■ Task material:

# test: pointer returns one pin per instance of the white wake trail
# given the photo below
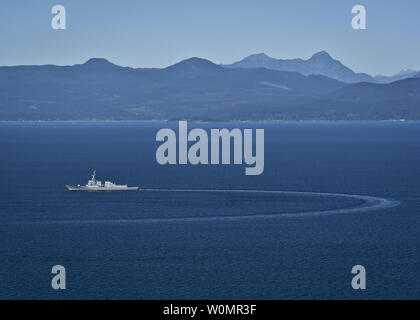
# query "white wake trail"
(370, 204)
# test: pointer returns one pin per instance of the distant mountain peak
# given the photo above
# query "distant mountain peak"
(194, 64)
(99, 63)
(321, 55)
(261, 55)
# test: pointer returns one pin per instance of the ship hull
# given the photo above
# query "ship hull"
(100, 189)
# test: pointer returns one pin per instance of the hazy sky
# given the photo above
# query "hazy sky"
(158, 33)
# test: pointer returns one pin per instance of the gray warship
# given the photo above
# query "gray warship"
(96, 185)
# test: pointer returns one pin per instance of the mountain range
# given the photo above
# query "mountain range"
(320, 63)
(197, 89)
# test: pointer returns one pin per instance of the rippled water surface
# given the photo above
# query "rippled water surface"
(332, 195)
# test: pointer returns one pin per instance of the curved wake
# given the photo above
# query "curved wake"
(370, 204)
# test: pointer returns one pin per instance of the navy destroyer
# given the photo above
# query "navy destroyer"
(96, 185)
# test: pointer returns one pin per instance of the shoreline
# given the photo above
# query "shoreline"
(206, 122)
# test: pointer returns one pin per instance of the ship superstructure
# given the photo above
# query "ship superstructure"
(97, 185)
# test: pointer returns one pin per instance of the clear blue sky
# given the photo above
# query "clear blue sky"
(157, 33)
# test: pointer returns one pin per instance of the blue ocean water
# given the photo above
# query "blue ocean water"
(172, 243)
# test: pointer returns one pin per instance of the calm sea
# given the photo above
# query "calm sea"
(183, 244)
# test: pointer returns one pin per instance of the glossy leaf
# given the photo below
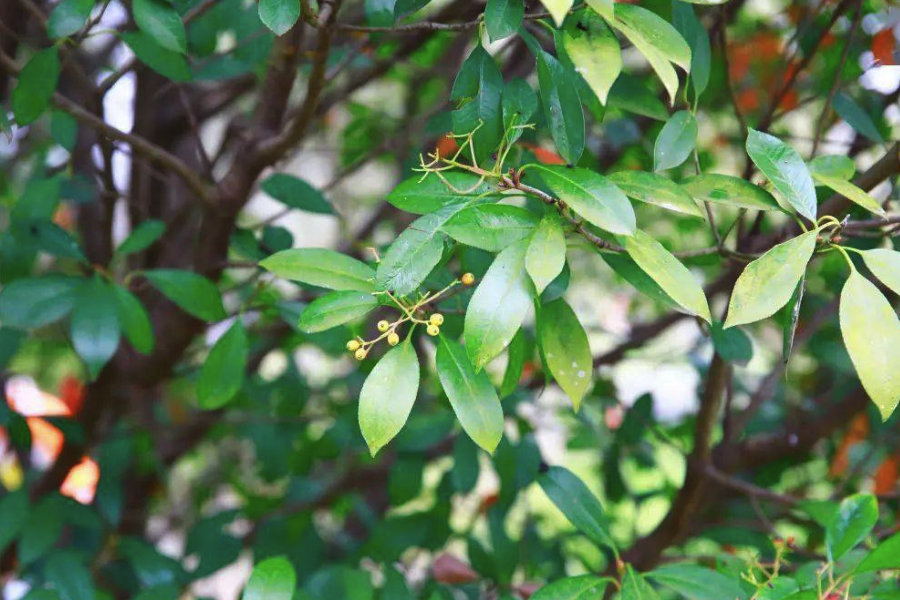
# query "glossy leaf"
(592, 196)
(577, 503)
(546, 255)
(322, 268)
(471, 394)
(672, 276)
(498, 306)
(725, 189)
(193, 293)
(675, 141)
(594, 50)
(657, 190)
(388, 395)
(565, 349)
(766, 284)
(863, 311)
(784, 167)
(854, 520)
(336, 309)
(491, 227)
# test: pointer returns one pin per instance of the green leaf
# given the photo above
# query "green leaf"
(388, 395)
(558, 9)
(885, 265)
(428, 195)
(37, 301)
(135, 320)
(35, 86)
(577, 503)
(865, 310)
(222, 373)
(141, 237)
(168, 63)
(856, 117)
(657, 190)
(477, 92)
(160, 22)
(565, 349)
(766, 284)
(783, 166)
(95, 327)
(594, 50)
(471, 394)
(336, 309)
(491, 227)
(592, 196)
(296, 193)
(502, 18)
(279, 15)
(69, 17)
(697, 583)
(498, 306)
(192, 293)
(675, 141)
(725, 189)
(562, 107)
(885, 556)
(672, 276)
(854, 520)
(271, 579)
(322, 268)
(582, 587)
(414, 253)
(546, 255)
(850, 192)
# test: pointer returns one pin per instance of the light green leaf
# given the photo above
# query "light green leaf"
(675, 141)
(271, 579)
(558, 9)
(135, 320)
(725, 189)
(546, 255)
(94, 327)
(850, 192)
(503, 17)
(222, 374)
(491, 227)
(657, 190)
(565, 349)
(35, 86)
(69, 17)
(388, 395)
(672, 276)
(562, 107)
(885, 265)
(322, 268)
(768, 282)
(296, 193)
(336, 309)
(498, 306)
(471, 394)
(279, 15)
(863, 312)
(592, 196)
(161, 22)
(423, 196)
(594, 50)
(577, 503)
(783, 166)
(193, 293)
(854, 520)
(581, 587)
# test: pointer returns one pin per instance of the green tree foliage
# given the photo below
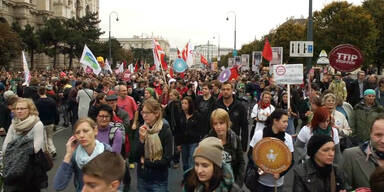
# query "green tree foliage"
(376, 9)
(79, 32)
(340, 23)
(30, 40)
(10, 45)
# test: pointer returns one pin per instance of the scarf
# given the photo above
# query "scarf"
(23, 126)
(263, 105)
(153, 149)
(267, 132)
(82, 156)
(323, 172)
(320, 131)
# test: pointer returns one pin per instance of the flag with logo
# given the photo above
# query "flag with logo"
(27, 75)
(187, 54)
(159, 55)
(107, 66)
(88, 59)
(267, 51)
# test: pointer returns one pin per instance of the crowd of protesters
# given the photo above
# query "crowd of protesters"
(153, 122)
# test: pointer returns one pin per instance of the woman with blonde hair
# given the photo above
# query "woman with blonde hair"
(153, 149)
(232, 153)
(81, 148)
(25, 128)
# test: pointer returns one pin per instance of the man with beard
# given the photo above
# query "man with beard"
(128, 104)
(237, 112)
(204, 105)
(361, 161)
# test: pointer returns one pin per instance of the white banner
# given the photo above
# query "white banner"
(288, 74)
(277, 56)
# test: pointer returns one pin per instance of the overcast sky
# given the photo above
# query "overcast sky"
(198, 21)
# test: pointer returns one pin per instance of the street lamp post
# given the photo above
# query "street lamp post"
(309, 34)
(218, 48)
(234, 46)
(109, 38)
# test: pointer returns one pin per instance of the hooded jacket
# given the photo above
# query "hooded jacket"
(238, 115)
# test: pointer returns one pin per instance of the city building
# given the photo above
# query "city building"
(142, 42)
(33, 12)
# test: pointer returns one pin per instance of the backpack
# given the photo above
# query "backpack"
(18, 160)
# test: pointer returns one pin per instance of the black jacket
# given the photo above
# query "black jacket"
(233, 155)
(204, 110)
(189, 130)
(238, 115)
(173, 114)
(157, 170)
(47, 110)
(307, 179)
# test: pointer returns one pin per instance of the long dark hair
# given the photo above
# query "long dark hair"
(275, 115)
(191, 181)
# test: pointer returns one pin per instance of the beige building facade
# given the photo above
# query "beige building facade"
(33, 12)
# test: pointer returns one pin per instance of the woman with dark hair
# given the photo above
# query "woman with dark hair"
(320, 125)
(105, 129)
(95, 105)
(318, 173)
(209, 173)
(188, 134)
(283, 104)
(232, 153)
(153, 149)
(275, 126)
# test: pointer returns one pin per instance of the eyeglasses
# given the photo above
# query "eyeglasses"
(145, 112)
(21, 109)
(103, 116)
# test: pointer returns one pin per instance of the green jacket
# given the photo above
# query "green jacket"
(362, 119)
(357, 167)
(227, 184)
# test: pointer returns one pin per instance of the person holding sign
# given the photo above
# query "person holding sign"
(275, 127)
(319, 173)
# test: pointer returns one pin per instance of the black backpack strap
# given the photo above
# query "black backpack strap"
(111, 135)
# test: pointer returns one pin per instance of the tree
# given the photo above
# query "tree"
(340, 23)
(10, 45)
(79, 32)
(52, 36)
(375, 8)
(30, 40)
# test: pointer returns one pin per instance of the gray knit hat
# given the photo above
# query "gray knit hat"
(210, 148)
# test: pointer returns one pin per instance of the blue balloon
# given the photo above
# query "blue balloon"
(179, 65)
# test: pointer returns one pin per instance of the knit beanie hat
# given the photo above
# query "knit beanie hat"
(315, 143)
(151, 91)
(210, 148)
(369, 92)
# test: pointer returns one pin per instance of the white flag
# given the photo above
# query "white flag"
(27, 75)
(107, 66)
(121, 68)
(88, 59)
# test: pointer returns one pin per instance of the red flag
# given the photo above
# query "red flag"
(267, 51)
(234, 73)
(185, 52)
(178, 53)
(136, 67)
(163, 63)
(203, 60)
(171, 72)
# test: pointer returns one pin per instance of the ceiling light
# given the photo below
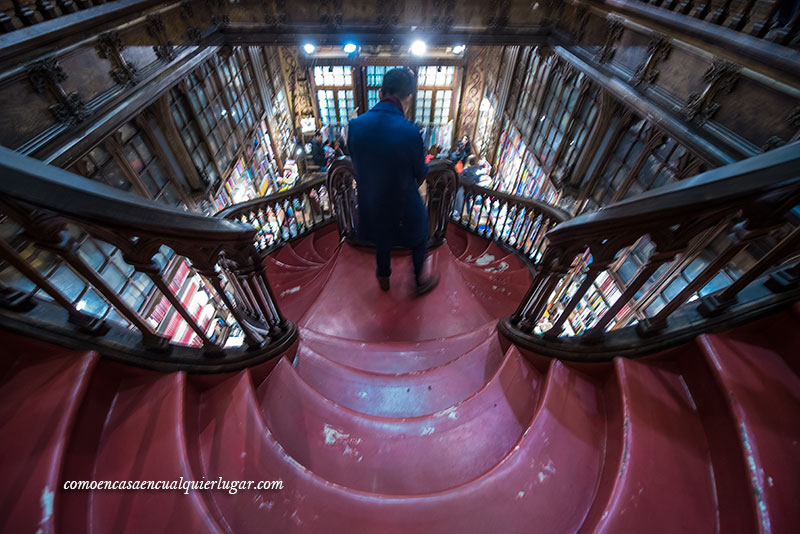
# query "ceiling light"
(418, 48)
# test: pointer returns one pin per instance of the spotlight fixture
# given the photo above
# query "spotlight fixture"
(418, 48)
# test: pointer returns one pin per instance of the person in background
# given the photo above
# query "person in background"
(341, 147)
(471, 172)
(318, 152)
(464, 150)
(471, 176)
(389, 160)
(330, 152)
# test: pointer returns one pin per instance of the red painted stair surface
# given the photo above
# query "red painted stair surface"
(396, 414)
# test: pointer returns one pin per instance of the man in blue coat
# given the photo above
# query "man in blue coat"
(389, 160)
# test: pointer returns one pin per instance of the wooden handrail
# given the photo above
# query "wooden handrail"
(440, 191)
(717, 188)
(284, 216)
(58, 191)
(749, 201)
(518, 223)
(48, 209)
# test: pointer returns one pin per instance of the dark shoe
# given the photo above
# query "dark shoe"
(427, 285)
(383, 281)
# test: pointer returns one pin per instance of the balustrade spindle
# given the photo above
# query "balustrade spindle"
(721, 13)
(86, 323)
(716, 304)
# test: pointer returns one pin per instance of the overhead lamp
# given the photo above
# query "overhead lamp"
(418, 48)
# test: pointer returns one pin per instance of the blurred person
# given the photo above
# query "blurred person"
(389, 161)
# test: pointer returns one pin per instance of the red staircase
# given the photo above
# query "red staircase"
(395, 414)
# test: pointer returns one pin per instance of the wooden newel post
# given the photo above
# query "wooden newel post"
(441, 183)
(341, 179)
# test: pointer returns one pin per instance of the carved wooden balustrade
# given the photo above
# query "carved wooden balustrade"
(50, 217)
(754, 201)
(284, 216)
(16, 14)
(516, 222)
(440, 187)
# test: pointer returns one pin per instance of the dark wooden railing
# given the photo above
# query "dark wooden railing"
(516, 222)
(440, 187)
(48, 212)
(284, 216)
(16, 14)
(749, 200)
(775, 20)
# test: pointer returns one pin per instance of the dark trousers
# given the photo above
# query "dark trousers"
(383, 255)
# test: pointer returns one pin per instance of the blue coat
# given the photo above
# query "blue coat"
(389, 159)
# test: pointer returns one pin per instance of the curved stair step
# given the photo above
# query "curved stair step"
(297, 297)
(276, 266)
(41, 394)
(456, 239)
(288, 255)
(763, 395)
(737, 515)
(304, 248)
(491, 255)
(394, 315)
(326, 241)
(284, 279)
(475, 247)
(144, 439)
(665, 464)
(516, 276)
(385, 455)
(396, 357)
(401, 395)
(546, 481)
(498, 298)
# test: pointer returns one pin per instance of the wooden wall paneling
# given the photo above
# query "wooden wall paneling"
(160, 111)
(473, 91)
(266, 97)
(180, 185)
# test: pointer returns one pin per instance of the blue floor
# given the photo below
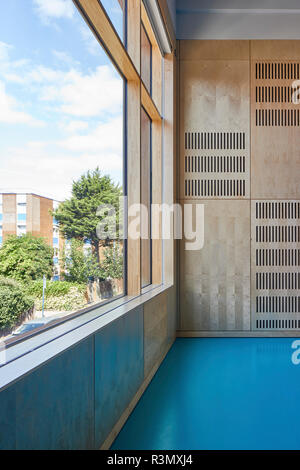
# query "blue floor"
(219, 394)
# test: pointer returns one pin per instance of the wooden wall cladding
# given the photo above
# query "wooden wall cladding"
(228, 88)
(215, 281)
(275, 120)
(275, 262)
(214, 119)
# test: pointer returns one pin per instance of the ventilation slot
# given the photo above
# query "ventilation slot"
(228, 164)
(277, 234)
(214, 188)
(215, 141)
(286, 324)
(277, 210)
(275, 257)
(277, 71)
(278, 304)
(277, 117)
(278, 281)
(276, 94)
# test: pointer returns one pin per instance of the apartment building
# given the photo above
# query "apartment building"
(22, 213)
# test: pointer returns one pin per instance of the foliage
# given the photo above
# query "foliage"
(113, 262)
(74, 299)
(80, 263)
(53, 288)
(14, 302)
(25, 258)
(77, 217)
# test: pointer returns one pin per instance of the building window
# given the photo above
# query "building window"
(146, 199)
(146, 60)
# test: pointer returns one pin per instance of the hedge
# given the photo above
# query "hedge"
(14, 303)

■ What is expected: Restate word for word the lines from the one holding "the dark trousers" down through the last line of the records above, and do not include the pictures.

■ Output for this exercise:
# test: pointer returns one pin per instance of the dark trousers
# given the photo above
# query "dark trousers"
(383, 255)
# test: pointer returns one pin per instance of the blue coat
# given the photo above
# query "blue coat"
(389, 159)
# test: pointer returns one pin per instance of the curved stair step
# given the photo above
# query "curved stair step"
(297, 297)
(276, 266)
(41, 394)
(456, 239)
(288, 255)
(763, 395)
(737, 515)
(304, 248)
(491, 255)
(394, 315)
(326, 241)
(284, 279)
(475, 247)
(144, 439)
(665, 464)
(516, 276)
(385, 455)
(396, 357)
(401, 395)
(546, 481)
(498, 298)
# test: pointer returns one pin per instance of the wooden wall paneling
# given the photo above
# query "wooden wall paneling"
(160, 111)
(473, 91)
(266, 97)
(180, 185)
# test: pointer returns one pin per instance of the blue floor
# given the photo below
# query "blue floor"
(219, 394)
# test: pointer returns one pin per instance of the wooden wall cladding
# given the photo above
# query "wooden wall cladding"
(228, 88)
(215, 281)
(275, 120)
(275, 262)
(214, 119)
# test: pointer returns one pin per instance of the ventilation slot
# given the photo above
# query "ventilation slot"
(228, 164)
(277, 234)
(214, 188)
(215, 141)
(286, 324)
(277, 210)
(275, 257)
(277, 71)
(278, 304)
(277, 117)
(278, 281)
(276, 94)
# test: pointer returns one pin per instance of the apartment building
# given the photo above
# query "apartment building"
(22, 213)
# test: pointer returns one pin per instance of the foliage
# given the photo above
# query "foliage"
(113, 262)
(74, 299)
(80, 263)
(53, 288)
(14, 302)
(25, 258)
(77, 217)
# test: pointer returns one pin per instance of the building window
# given the photo above
# query "building window"
(146, 199)
(146, 60)
# test: pointer returns one pin per instance of the hedge
# given the photo above
# query "hedge"
(14, 303)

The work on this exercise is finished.